[What the task requires]
Reproduce, exactly as they appear, the line containing "Target: person in hooded jacket" and every line after it, ending with the last line of the records.

[Data extract]
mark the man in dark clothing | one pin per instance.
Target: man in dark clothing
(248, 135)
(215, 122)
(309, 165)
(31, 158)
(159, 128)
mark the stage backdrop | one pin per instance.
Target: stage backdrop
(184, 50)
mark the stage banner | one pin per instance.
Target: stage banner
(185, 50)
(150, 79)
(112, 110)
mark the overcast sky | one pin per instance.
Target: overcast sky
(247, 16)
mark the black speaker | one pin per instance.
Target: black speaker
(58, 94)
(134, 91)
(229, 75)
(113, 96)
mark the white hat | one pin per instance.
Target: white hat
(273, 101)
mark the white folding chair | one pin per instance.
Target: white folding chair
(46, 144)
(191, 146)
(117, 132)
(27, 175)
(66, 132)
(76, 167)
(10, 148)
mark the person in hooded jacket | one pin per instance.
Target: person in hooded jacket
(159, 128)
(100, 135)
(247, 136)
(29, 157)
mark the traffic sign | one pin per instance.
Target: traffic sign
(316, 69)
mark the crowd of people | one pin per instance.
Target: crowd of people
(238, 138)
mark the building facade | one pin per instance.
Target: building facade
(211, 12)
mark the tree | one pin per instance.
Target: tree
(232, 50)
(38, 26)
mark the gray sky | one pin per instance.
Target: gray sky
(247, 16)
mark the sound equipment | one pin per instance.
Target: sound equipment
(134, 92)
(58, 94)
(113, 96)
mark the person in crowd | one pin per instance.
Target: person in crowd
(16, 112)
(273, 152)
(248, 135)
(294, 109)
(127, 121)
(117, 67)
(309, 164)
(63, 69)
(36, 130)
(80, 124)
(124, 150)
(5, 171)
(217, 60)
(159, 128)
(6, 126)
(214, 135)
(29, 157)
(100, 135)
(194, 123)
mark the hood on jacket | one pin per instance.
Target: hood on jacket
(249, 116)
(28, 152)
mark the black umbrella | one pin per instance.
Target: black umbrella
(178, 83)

[Problem solution]
Target: person in hooded jacket
(159, 128)
(100, 135)
(247, 136)
(29, 157)
mark the traffic sign | one pin per instance.
Target: traffic sign
(316, 69)
mark the crowd of people | one pin per instance.
Target: crowd of people
(238, 138)
mark the building facade | one pin per instance.
Target: building facade
(211, 12)
mark the tree | one pin per instance.
Target: tree
(232, 50)
(38, 26)
mark the gray sky | one pin per instance.
Target: gray sky
(247, 16)
mark the sound equipment | one pin per instance.
Target: sound equipment
(134, 92)
(58, 94)
(113, 96)
mark the person in crowd | one pin per instance.
Target: person in crowd
(16, 112)
(273, 152)
(248, 135)
(294, 109)
(127, 121)
(117, 67)
(309, 164)
(63, 69)
(36, 130)
(80, 124)
(124, 150)
(5, 171)
(217, 60)
(159, 128)
(6, 126)
(214, 135)
(29, 157)
(100, 135)
(194, 123)
mark the hood on jacket | one pin per instance.
Target: hood on jacket
(249, 116)
(28, 152)
mark the black umbrella | one pin per instance.
Target: black umbrella
(178, 83)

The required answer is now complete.